**Requirement:**
Convert the listing below into a JSON list of strings, with each line as its own string and blank lines left out.

[Dataset items]
»»
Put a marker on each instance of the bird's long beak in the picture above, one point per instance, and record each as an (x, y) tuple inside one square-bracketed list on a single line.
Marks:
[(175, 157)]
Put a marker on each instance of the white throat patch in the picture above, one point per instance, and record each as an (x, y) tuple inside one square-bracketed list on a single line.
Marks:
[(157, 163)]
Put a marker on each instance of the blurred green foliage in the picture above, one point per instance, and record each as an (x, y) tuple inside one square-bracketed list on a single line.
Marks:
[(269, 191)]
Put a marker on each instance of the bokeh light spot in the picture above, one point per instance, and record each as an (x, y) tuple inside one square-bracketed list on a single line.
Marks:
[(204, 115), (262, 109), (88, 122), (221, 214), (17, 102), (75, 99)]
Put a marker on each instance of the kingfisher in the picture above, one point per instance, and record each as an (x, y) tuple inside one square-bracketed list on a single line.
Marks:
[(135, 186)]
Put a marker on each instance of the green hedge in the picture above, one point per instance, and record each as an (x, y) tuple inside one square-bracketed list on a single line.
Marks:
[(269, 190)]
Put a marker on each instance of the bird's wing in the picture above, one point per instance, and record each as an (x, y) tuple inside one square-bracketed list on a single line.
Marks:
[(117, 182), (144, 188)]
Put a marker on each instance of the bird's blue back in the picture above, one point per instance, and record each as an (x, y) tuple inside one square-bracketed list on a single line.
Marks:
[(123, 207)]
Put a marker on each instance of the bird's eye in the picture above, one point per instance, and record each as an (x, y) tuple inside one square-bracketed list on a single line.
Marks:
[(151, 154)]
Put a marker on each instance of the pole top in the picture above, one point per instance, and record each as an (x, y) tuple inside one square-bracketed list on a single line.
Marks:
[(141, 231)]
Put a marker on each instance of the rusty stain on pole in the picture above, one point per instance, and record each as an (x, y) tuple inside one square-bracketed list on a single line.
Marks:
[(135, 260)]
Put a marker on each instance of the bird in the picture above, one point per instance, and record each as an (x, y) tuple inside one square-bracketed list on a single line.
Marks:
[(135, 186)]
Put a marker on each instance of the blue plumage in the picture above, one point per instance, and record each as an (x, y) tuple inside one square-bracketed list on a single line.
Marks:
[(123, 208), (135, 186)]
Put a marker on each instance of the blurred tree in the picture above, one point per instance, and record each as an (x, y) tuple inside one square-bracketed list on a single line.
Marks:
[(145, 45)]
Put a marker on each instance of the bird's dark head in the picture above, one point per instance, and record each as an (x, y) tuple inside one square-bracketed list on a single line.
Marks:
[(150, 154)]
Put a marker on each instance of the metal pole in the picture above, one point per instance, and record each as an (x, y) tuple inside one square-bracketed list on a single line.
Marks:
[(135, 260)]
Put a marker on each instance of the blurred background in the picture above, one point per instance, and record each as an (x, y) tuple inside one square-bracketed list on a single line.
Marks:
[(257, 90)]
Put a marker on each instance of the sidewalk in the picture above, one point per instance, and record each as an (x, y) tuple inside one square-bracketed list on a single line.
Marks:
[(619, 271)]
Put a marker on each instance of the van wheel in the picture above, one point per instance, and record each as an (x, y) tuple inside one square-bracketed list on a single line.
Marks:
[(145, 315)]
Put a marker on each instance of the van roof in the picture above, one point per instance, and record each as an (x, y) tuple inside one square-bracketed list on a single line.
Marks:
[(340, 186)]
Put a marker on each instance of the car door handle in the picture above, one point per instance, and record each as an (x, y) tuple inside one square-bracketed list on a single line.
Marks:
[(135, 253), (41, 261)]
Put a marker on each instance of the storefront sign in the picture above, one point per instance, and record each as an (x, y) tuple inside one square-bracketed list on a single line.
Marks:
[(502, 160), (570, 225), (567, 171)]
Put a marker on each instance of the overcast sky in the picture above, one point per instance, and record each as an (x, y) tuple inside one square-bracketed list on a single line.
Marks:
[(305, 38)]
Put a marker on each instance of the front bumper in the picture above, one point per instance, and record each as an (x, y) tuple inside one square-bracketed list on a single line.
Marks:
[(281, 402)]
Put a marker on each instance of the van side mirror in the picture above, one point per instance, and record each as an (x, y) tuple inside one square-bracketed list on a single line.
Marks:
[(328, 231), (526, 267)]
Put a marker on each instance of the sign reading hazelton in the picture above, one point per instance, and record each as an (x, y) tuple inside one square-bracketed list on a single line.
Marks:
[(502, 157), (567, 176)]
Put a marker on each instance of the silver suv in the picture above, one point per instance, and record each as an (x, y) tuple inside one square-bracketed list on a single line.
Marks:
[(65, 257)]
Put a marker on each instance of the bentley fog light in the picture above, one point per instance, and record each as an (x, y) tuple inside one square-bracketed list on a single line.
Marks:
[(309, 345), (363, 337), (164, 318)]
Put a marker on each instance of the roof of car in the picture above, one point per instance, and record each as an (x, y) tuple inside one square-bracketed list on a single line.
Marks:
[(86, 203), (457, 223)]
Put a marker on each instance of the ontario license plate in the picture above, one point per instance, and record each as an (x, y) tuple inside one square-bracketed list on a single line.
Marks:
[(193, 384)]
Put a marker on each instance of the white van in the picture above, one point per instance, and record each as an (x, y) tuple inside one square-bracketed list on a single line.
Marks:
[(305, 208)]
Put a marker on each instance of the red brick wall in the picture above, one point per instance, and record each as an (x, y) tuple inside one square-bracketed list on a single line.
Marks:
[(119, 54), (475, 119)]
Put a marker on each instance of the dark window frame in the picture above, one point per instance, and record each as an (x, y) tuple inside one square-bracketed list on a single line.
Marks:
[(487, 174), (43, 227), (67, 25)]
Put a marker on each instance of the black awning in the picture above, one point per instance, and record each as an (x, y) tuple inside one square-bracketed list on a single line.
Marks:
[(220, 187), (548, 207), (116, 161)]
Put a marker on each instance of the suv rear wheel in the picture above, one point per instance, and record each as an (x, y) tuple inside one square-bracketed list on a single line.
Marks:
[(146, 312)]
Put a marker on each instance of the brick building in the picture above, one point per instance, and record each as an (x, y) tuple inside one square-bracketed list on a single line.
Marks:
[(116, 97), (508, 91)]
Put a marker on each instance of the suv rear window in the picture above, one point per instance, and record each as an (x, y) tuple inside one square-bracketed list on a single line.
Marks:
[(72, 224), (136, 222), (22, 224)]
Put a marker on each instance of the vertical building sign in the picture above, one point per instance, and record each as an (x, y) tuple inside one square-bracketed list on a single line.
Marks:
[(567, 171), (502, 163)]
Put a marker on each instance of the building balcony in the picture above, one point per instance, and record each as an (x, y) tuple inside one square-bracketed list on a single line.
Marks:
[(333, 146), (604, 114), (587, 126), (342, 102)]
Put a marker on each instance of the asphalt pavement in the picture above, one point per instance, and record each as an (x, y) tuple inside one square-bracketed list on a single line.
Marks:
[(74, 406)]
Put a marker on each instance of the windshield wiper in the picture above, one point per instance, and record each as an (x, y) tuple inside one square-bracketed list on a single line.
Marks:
««
**The solution:**
[
  "Put a marker on each instance of the bird's long beak in the picture above, one point per instance, and record each as an (x, y) tuple inside one square-bracketed list on a single line.",
  "Marks:",
  "[(175, 157)]",
  "Put a marker on each instance of the white throat patch in the picture above, one point per instance, and record each as an (x, y) tuple inside one square-bracketed list on a single line.",
  "Marks:",
  "[(157, 163)]",
  "Put a marker on each instance of the blurred green foliage in the picture above, one point per instance, and record each as an (x, y) tuple inside one square-bracketed list on a single line.",
  "Marks:",
  "[(269, 191)]",
  "Put a marker on each instance of the bokeh light spot in the picture above, one point per instance, and record each as an (x, y) tuple inside one square-bracketed list on a single line.",
  "Marks:",
  "[(204, 115), (262, 109), (88, 122), (221, 214), (17, 102), (75, 99)]",
  "Put a marker on each instance of the kingfisher in the picture above, one point per instance, and record each as an (x, y) tuple inside one square-bracketed list on a single line.",
  "Marks:",
  "[(135, 186)]",
  "Put a marker on each instance of the green hedge in the picture above, one point per instance, and record each as an (x, y) tuple inside one square-bracketed list on a single line.",
  "Marks:",
  "[(269, 190)]",
  "Put a marker on each instance of the bird's wing in the picture above, one point per instance, and record each as an (x, y) tuple inside one square-bracketed list on a single line.",
  "Marks:",
  "[(117, 182), (144, 188)]",
  "Put a marker on each instance of the bird's blue back in the picture above, one point per instance, and record each as an (x, y) tuple inside one square-bracketed list on a single line.",
  "Marks:",
  "[(123, 207)]",
  "Put a marker on each instance of the bird's eye in the picture above, one point per instance, and record each as an (x, y) tuple inside one square-bracketed list on a single line.",
  "Marks:",
  "[(151, 154)]",
  "Put a marker on each instance of the pole top in the picture above, one point per instance, and record each as an (x, y) tuple inside one square-bracketed list on a single line.",
  "Marks:",
  "[(141, 231)]",
  "Put a marker on each instance of the rusty stain on pole in the picture above, one point per instance, and record each as an (x, y) tuple inside one square-bracketed list on a single line.",
  "Marks:",
  "[(135, 260)]",
  "Put a marker on each instance of the bird in the picture above, one point per instance, and record each as an (x, y) tuple inside one square-bracketed list on a single line.",
  "Marks:",
  "[(135, 186)]",
  "Put a marker on each instance of the blue plumage in the picture above, one point per instance, and record each as an (x, y) tuple inside one square-bracketed list on a single line.",
  "Marks:",
  "[(123, 208), (135, 186)]",
  "Put a marker on each instance of the blurred tree in the picture above, one point per instance, and record each as an (x, y) tuple inside one square-bracketed list on a single line.",
  "Marks:",
  "[(145, 45)]",
  "Put a marker on each instance of the bird's dark head in the picture above, one point per instance, and record each as an (x, y) tuple inside one square-bracketed list on a single line.",
  "Marks:",
  "[(150, 154)]",
  "Put a marker on each instance of the metal pole in the picture above, one point per instance, and record each as an (x, y) tuple inside one square-bracketed list on a single line.",
  "Marks:",
  "[(135, 260)]",
  "Put a marker on each instance of the blurred background in the picture above, one point per instance, and record each as an (x, y) tuple inside one square-bracketed list on a single line.",
  "Marks:",
  "[(257, 90)]",
  "Put a marker on each instance of the sidewalk in the picture above, one point per instance, and record each as an (x, y) tuple inside one square-bracketed list on a single line.",
  "Marks:",
  "[(619, 271)]",
  "Put a marker on each instance of the van wheel in the picture above, one point per instance, and record each as an (x, y) tuple inside one square-bracketed list on a single line.",
  "Marks:",
  "[(145, 315)]",
  "Put a marker on each instance of the van roof in the picture above, one point per instance, and record each as an (x, y) tuple inside one square-bracketed list on a single line.",
  "Marks:",
  "[(340, 186)]",
  "Put a marker on each instance of the car door handle in the picture above, one point per instance, and record each as an (x, y) tuple inside one square-bracketed list on a single line.",
  "Marks:",
  "[(135, 253), (41, 261)]",
  "Put a marker on each instance of the storefront sign in the picture above, one point per instance, and record each as an (x, y) tuple inside one square-bracketed list on a single line.",
  "Marks:",
  "[(502, 160), (570, 225), (567, 171)]",
  "Put a marker on each instance of the overcast sky in the picture above, one point per instance, and record each as an (x, y) tuple inside one square-bracketed list on a single line.",
  "Marks:",
  "[(305, 38)]",
  "Put a marker on each instance of the front bumper in the picture above, one point per instance, and record each as an (x, y) tuple inside one square-bracketed list on a single line.",
  "Marks:",
  "[(281, 402)]",
  "Put a marker on each instance of the van side mirror in the picture above, one point per instance, and record each as an (x, y) tuple inside one square-bracketed list on a single line.",
  "Marks:",
  "[(328, 231), (526, 267)]",
  "Put a marker on each instance of the sign reading hazelton in the picture above, one point per instance, and record each as an (x, y) tuple inside one square-bracketed list on a single line.",
  "Marks:",
  "[(502, 157), (567, 176)]",
  "Put a marker on each instance of the silver suv in the picture above, one point per instance, and record each as an (x, y) tuple inside one square-bracketed list on a single line.",
  "Marks:",
  "[(65, 257)]",
  "Put a marker on each instance of the bentley fog light in the picture above, one point per instance, and record each as an (x, y) tuple inside one square-bracketed list on a single line.",
  "Marks:",
  "[(309, 345), (363, 337), (164, 318)]",
  "Put a marker on each instance of the roof of car in the picture above, one point per instance, and record each as an (x, y) tuple inside one square-bracketed list on a single line.",
  "Marks:",
  "[(86, 203), (457, 223)]",
  "Put a marker on each instance of the ontario license plate in the picture above, one point per instance, and record each as an (x, y) tuple inside one square-bracketed list on a single line.",
  "Marks:",
  "[(193, 384)]",
  "Put a marker on each instance of the white van in the picture above, one point per instance, and record each as an (x, y) tuple inside one square-bracketed list on a single line.",
  "Marks:",
  "[(305, 208)]",
  "Put a marker on each instance of the red brick wall in the picture above, one point per instance, and record each as an (x, y) tuple inside one square-bracketed list on a single line.",
  "Marks:",
  "[(119, 54), (475, 119)]",
  "Put a marker on each instance of the dark window frame in the picture above, one point per instance, and record each as an (x, y) tuple inside one square-bracketed list on a single line.",
  "Marks:",
  "[(487, 174), (43, 227), (67, 25)]",
  "Put a marker on each instance of the black awning in the picture above, one point per instance, and record each as an (x, y) tuple inside one square-bracketed list on a single line.",
  "Marks:",
  "[(220, 187), (548, 207), (116, 161)]",
  "Put a marker on each instance of the suv rear wheel in the picture above, one point per instance, and record each as an (x, y) tuple inside one square-bracketed list on a single line.",
  "Marks:",
  "[(146, 312)]",
  "Put a marker on each instance of the brick building in the picture above, one point per instance, and record each as an (x, y) tuple inside one square-bracketed list on a single line.",
  "Marks:",
  "[(116, 97), (508, 91)]",
  "Put a marker on each instance of the suv rear window in the picture above, one point per instance, and record each as an (x, y) tuple inside one square-bracketed list on a single line.",
  "Marks:",
  "[(72, 224), (136, 222), (22, 224)]",
  "Put a marker on each instance of the vertical building sign in the picture above, one point per instance, and record each as an (x, y) tuple inside one square-bracketed list on a single line.",
  "Marks:",
  "[(567, 171), (502, 163)]",
  "Put a marker on each instance of the building balcony in the picture above, one point per instance, and record each as an (x, y) tuple inside one square-bracketed list on a single line.",
  "Marks:",
  "[(333, 146), (604, 114), (587, 126), (342, 102)]",
  "Put a marker on each instance of the asphalt pavement in the picture above, one point per instance, and record each as an (x, y) tuple inside one square-bracketed list on a single line.",
  "Marks:",
  "[(74, 406)]",
  "Put a marker on each instance of the windshield wiper in the picture above, one point per instance, and record each as an (x, y) tuple inside one square-bracketed list on a single line.",
  "Marks:"
]